● **Page excerpt**
┏━━

As one of ordinary skill in the art would know, FIFO 14 may be typically used in this situation in crossbar 10 to store data so that it may be forwarded to different outputs, as shown in FIG. 1. Because of the nature of FIFO 14, as one of ordinary skill in the art would know, reading current data from FIFO 14 may be delayed until previously written data in FIFO 14 is read out by read pointer controller 16.
As a nonlimiting example, if output 0 state machine (reference numeral 21) has data stored in FIFO 14 in the first entry position of FIFO 14, and output 3 state machine (reference numeral 24) has data stored in FIFO 14 in the second entry position, one of ordinary skill in the art would know that each entry position would be read out sequentially. Continuing this nonlimiting example, if output 0 state machine (reference numeral 21) has a next data entry in the third entry position, the next data for output 0 state machine (reference numeral 21) in entry position will be delayed until data for output 3 state machine 24 is read out of entry position of FIFO 14.
This is graphically shown in FIG. 1, wherein read pointer controller 16 may route the data in the first entry position of FIFO 14 according to the squared-lined path 36 to output 1 state machine (reference numeral 21). Dashed line 38 (circle-lined path), which represents the data path for the second entry position of FIFO 14 and indicates that data may be forwarded to output 3 state machine (reference numeral 24) after the data in the first entry position of FIFO 14 is forwarded to output 0 state machine (reference numeral 21).
Yet, as described above, if MIU 3 (reference numeral 34) is delayed and not ready to receive the data from output 3 state machine (reference numeral 24), the reading operation on circle-lined path 38 may not take place until such time when MIU 3 (reference numeral 34) is ready for the data. Accordingly, the next data in the third entry position of FIFO 14 designated for output 0 state machine (reference numeral 21) that may be forwarded on triangle-lined path 41 may not be communicated to output 0 state machine (reference numeral 21) until the data in the second entry position of FIFO 14, which is forwarded from read pointer controller 16 to output 3 state machine (reference numeral 24) via circle-lined path 38, is executed. Consequently, crossbar 10 of FIG. 1 may introduce delay into the GPU 13 such that the GPU 13 may not operate as fast and efficiently as it otherwise could be configured to do.

┗━━

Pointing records
┏━━

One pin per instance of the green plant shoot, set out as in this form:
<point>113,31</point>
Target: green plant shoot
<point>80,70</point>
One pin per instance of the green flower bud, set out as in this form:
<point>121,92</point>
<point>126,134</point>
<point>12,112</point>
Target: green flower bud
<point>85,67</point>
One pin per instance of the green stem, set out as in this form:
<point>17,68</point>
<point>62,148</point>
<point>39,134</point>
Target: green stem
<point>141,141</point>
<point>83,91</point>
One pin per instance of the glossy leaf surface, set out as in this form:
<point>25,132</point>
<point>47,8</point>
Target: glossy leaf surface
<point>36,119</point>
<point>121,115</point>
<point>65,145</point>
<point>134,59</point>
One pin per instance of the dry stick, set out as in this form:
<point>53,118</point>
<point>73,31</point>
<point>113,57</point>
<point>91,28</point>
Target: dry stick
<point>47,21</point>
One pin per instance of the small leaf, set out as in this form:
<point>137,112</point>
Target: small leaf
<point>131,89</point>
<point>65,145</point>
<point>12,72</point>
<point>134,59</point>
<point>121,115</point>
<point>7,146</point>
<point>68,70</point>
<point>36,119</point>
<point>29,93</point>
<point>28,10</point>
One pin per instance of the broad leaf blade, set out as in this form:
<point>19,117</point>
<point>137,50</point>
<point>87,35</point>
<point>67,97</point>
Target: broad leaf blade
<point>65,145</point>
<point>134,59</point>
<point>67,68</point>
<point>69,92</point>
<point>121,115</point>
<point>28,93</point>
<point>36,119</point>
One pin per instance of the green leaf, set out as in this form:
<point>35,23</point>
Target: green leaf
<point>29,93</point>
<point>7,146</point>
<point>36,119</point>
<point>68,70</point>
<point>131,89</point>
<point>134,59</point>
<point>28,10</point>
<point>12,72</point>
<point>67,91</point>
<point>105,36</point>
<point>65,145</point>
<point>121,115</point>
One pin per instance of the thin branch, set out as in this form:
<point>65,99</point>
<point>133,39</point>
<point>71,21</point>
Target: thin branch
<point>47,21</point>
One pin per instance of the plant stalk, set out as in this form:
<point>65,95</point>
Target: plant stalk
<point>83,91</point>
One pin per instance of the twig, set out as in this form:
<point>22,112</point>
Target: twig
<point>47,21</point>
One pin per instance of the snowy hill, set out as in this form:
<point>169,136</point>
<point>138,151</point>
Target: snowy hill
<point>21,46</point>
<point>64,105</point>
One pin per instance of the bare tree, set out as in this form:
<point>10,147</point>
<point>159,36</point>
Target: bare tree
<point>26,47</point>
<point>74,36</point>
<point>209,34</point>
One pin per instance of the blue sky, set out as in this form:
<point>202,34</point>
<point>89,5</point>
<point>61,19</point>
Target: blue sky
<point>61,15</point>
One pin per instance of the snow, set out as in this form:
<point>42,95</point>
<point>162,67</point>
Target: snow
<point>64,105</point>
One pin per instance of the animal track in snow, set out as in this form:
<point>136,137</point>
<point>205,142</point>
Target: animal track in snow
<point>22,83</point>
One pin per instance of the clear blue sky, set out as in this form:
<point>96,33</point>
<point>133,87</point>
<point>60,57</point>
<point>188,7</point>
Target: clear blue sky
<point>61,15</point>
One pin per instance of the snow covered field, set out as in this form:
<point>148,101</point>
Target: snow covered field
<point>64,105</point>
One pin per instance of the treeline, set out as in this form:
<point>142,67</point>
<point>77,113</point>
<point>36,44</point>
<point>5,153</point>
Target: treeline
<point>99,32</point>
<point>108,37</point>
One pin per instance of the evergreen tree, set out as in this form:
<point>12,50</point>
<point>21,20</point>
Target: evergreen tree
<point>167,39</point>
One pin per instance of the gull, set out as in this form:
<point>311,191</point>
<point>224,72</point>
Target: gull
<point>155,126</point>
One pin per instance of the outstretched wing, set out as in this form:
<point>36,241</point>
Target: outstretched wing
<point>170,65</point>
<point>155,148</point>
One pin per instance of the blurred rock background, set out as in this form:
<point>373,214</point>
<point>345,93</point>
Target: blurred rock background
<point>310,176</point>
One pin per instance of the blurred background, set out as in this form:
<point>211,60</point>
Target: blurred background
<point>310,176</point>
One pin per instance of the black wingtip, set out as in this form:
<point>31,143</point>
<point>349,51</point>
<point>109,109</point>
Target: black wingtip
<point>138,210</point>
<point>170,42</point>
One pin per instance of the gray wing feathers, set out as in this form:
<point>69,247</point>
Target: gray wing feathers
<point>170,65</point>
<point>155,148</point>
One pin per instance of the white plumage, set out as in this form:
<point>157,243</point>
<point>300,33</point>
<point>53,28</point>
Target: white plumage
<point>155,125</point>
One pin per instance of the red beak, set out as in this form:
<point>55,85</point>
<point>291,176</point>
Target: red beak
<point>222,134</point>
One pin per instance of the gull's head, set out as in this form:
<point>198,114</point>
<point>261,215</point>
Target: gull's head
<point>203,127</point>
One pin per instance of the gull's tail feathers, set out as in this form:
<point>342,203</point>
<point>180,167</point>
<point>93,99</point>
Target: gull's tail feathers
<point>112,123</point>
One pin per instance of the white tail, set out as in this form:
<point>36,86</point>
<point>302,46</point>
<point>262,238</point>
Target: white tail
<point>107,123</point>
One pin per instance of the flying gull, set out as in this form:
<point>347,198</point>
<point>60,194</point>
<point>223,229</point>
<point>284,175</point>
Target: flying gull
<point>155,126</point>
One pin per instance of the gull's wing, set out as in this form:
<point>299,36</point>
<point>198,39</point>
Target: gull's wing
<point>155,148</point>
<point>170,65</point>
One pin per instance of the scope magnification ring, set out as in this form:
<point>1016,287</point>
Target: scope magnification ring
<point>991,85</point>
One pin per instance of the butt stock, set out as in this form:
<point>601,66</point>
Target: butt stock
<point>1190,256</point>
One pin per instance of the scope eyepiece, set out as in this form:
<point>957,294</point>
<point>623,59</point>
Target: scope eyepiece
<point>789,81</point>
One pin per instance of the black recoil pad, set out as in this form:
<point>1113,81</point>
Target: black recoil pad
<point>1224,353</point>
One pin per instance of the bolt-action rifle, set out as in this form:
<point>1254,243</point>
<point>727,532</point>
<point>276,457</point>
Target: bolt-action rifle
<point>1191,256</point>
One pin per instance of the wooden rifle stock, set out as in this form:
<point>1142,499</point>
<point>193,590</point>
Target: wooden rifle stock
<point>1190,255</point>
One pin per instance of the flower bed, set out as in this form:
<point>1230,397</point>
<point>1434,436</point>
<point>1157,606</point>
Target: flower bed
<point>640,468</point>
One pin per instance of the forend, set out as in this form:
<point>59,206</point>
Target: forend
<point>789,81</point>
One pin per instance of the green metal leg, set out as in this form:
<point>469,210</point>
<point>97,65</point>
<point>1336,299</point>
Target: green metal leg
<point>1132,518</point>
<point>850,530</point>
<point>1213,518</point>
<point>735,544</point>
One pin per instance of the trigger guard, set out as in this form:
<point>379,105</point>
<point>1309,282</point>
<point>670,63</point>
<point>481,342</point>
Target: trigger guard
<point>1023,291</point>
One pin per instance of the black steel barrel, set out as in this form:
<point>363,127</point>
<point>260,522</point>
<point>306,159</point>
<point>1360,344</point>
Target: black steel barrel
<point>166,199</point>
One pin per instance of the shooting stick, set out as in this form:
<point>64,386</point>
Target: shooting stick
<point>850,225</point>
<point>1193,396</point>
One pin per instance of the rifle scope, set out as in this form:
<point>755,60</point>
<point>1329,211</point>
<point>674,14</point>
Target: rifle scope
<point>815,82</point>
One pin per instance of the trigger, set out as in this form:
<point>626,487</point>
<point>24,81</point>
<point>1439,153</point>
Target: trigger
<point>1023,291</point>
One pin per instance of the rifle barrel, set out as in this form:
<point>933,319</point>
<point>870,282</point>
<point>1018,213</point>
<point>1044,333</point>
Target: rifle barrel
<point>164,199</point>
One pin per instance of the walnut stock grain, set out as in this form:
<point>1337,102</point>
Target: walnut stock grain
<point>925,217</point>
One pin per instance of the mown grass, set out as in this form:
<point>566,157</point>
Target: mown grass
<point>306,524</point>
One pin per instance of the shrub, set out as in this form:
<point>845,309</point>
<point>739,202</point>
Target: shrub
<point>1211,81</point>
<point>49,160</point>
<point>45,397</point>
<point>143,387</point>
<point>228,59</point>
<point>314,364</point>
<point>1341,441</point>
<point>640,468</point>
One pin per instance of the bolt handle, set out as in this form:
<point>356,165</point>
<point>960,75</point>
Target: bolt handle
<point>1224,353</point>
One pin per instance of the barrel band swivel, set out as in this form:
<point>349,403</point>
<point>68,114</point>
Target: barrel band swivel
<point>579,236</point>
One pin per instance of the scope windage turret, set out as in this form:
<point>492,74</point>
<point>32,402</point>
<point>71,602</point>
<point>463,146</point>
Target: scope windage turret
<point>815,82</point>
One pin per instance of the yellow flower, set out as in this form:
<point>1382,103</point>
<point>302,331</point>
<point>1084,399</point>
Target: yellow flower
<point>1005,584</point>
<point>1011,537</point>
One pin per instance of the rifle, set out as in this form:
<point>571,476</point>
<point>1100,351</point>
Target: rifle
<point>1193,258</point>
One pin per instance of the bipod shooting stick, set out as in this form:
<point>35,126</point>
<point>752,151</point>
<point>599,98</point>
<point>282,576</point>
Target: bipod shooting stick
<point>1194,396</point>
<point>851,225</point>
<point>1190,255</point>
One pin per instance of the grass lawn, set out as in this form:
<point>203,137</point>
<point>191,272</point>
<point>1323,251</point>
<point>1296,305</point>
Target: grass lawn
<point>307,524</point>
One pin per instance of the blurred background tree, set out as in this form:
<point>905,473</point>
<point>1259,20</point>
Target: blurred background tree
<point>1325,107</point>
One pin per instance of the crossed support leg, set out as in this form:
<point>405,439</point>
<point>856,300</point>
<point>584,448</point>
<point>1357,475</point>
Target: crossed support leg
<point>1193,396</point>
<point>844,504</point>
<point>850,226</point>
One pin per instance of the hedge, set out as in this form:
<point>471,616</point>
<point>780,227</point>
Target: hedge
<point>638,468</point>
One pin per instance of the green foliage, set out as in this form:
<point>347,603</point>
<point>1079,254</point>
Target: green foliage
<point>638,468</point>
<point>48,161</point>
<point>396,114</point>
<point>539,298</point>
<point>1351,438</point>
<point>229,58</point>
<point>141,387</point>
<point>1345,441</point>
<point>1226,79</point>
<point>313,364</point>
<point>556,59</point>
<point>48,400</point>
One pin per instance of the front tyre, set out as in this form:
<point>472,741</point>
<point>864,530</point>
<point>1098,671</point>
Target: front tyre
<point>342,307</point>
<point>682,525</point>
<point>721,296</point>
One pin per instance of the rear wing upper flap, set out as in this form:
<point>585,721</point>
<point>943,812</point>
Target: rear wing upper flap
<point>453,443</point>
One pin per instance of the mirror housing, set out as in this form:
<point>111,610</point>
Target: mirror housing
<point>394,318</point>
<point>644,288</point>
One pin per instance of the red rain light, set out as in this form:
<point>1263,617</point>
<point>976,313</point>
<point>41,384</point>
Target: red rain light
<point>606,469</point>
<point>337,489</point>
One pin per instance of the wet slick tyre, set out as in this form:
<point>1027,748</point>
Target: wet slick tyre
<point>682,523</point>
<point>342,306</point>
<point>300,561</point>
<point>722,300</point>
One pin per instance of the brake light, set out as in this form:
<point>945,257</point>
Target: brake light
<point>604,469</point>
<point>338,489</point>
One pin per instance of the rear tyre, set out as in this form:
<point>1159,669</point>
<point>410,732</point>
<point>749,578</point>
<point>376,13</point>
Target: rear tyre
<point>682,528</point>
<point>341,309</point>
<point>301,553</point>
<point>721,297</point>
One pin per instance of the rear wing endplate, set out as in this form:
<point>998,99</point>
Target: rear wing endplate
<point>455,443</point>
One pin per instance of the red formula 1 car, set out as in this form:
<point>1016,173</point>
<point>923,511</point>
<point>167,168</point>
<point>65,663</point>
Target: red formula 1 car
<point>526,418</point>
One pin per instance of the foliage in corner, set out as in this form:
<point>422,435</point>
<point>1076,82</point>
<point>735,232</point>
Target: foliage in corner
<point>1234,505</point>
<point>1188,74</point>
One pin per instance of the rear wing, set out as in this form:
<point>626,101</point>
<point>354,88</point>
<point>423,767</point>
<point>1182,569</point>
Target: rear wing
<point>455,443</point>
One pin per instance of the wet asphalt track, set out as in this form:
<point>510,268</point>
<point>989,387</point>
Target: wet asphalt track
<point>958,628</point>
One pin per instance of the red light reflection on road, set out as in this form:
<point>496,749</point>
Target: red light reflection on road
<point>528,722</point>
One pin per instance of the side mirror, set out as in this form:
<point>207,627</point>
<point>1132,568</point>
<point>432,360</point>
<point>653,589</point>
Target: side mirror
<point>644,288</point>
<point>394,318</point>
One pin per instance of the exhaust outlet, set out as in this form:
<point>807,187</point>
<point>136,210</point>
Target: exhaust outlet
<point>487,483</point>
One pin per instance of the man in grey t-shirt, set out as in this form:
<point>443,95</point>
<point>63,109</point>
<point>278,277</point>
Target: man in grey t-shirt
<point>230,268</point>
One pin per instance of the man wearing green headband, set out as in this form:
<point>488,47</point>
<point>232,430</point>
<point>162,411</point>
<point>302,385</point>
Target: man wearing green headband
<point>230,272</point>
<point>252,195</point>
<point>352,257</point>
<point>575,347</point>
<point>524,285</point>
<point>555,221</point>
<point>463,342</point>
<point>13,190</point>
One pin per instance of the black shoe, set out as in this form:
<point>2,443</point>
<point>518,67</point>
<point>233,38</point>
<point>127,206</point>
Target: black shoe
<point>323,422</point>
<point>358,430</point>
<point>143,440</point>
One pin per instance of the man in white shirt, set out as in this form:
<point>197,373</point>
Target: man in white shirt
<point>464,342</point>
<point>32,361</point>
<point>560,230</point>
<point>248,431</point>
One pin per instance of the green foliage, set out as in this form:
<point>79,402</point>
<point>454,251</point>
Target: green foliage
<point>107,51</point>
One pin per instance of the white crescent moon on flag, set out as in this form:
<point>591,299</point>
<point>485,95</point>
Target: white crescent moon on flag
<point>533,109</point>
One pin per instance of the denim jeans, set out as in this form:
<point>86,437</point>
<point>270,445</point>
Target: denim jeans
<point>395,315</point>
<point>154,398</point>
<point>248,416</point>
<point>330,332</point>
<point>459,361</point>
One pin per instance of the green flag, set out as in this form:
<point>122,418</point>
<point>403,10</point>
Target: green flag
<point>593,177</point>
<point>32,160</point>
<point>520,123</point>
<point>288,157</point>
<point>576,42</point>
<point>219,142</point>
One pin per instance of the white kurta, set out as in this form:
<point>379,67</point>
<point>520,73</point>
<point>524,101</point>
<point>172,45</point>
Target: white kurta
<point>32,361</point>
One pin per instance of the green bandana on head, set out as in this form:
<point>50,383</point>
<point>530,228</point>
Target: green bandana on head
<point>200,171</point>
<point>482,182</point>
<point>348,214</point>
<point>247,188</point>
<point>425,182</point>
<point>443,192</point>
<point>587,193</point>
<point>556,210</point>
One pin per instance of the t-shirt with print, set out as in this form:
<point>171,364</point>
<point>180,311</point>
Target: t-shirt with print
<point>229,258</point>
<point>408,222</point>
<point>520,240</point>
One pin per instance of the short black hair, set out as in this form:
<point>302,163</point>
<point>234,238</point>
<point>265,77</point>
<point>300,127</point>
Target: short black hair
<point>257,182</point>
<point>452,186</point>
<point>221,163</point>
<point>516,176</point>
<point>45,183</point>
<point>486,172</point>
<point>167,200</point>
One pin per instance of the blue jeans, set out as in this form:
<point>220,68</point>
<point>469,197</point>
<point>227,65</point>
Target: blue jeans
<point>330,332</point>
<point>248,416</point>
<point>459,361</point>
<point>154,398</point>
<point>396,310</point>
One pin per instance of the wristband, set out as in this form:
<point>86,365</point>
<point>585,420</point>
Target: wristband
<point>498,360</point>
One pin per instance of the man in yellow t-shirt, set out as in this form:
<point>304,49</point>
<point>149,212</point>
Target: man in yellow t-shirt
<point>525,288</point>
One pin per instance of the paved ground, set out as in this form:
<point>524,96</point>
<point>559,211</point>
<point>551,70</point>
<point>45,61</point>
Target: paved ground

┗━━

● **Requirements**
1 > Reproduce the crossbar FIFO excerpt in full, word for word.
2 > Return every line of the listing that contains the word "walnut".

● **Replies**
1 >
As one of ordinary skill in the art would know, FIFO 14 may be typically used in this situation in crossbar 10 to store data so that it may be forwarded to different outputs, as shown in FIG. 1. Because of the nature of FIFO 14, as one of ordinary skill in the art would know, reading current data from FIFO 14 may be delayed until previously written data in FIFO 14 is read out by read pointer controller 16.
As a nonlimiting example, if output 0 state machine (reference numeral 21) has data stored in FIFO 14 in the first entry position of FIFO 14, and output 3 state machine (reference numeral 24) has data stored in FIFO 14 in the second entry position, one of ordinary skill in the art would know that each entry position would be read out sequentially. Continuing this nonlimiting example, if output 0 state machine (reference numeral 21) has a next data entry in the third entry position, the next data for output 0 state machine (reference numeral 21) in entry position will be delayed until data for output 3 state machine 24 is read out of entry position of FIFO 14.
This is graphically shown in FIG. 1, wherein read pointer controller 16 may route the data in the first entry position of FIFO 14 according to the squared-lined path 36 to output 1 state machine (reference numeral 21). Dashed line 38 (circle-lined path), which represents the data path for the second entry position of FIFO 14 and indicates that data may be forwarded to output 3 state machine (reference numeral 24) after the data in the first entry position of FIFO 14 is forwarded to output 0 state machine (reference numeral 21).
Yet, as described above, if MIU 3 (reference numeral 34) is delayed and not ready to receive the data from output 3 state machine (reference numeral 24), the reading operation on circle-lined path 38 may not take place until such time when MIU 3 (reference numeral 34) is ready for the data. Accordingly, the next data in the third entry position of FIFO 14 designated for output 0 state machine (reference numeral 21) that may be forwarded on triangle-lined path 41 may not be communicated to output 0 state machine (reference numeral 21) until the data in the second entry position of FIFO 14, which is forwarded from read pointer controller 16 to output 3 state machine (reference numeral 24) via circle-lined path 38, is executed. Consequently, crossbar 10 of FIG. 1 may introduce delay into the GPU 13 such that the GPU 13 may not operate as fast and efficiently as it otherwise could be configured to do.

2 >
One pin per instance of the walnut stock grain, set out as in this form:
Target: walnut stock grain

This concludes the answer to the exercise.